◆ TEXT SECTION ◆
CPF Accrued Interest Trap: Can You Downsize and Retire?

“My plan is to downsize my house to use the (capital appreciation) money for retirement.”

I was walking past a coffee shop and I happened to hear the above statement. The man who looked like he was in his 50s seemed to radiate confidence about his statement. I wonder if it was possible. While we are going to explore that today, do check out my most popular blog post in 2020 so far: 5 mistakes people make using their CPF.

CPF Accrued Interest Trap Can You Downsize and Retire

CPF Accrued Interest Trap Can You Downsize and Retire

Context Setting

To buy a home in Singapore, I would say a good majority of us will take a loan. As we are able to take up to 90% (HDB loan) or up to 75% (Bank loan) of the property prices, this means we have to put a down-payment. To illustrate, a $400,000 HDB property would require us to fork out at least $40,000 as down-payment.

To pay for this down-payment, I know most people would use their CPF-OA to pay for it. At the same time, most people will also use their CPF-OA to service their home loans.

This means that our CPF-OA might be wiped out throughout our loan bearing years.

What most people fail to recognized is that we are charged interest for using our CPF-OA, this is known as accrued interest.


CPF Accrued Interest

Accrued interest is the interest amount that you would have earned if your CPF savings had not been withdrawn for housing. The interest is computed on the CPF principal amount withdrawn for housing on a monthly basis (at the current CPF Ordinary Account interest rate) and compounded yearly.

◆ DIRECTION A ◆
In the CPF accrued interest text, what is the minimum down-payment for a $400,000 HDB property?
The text above and the records that come next are unrelated material.

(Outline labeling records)
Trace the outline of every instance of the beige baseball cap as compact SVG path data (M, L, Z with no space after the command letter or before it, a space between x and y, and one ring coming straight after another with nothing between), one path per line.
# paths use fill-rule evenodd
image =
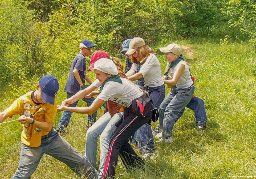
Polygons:
M171 44L166 47L160 47L159 49L164 53L172 52L179 56L181 55L182 52L181 48L176 44Z
M146 45L145 41L140 37L135 37L132 39L129 44L129 49L125 53L125 55L131 55L135 52L140 47Z

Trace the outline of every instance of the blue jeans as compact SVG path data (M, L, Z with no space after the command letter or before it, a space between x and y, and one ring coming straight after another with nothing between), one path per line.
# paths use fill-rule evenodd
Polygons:
M196 125L197 126L206 126L207 117L203 100L197 97L193 97L186 106L194 111L196 117ZM184 108L179 112L176 121L182 115L185 110Z
M67 93L67 98L69 98L74 95L75 94L73 93ZM92 103L93 101L95 99L94 97L92 97L90 98L84 97L82 99L84 101L87 103L87 106L90 106ZM75 107L77 105L78 101L76 101L72 104L69 105L68 106L71 107ZM72 112L68 111L64 111L62 113L62 115L61 116L61 118L59 123L58 127L57 128L57 131L61 131L64 130L64 129L67 127L71 117ZM88 115L88 120L87 123L93 123L95 122L96 120L96 116L97 115L97 112L92 114L91 116Z
M22 144L19 165L13 179L29 178L35 170L44 154L66 164L79 177L97 178L98 173L85 157L60 137L53 129L42 136L41 144L31 147Z
M111 117L109 112L104 114L90 127L86 133L85 144L85 156L88 161L95 167L97 154L97 142L100 137L100 174L99 177L102 176L104 165L107 158L109 141L113 131L116 128L115 125L123 117L123 113L115 114Z
M159 127L162 130L162 137L169 138L172 135L178 114L190 101L194 91L194 86L185 88L174 87L161 104L158 112Z
M164 99L165 88L164 84L156 87L147 87L146 90L149 94L149 97L153 104L157 108ZM154 138L151 127L147 123L139 129L134 134L133 142L137 142L140 148L140 152L153 153L156 151L154 144Z

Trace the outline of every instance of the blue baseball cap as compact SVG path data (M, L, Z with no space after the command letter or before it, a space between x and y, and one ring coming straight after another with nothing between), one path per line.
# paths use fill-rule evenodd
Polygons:
M121 54L123 55L125 55L125 54L124 53L124 51L127 51L129 50L129 44L130 44L130 42L131 40L131 39L129 39L125 40L123 42L123 45L122 45L123 49L120 52Z
M39 83L42 90L42 100L54 104L55 96L60 87L58 80L52 75L46 75L39 80Z
M82 47L84 47L87 49L90 49L95 46L95 45L93 44L91 42L86 39L82 40L79 44L79 47L80 48L81 48Z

◆ DIRECTION B ◆
Please render the records as a numbered list with blank lines left out, beginning at the line that contains "Trace the outline of every instance of the blue baseball" and stopping after the last line of the records.

◆ FINISHED ANSWER A ◆
$40,000

◆ FINISHED ANSWER B ◆
1. Trace the outline of every instance of the blue baseball cap as compact SVG path data (M, L, Z with no space after the command letter or before it, a space between x and y, and one ring coming straight after another with nothing between), one path per line.
2. # paths use fill-rule evenodd
3. Polygons:
4. M121 54L123 55L125 55L125 54L124 53L124 51L127 51L129 50L129 44L130 44L130 42L131 40L131 39L129 39L125 40L123 42L123 45L122 45L123 49L120 52Z
5. M39 83L42 90L42 100L54 104L55 96L60 87L58 80L52 75L46 75L39 80Z
6. M82 47L84 47L87 49L90 49L95 46L95 45L93 44L91 42L86 39L82 40L79 44L79 47L80 48L81 48Z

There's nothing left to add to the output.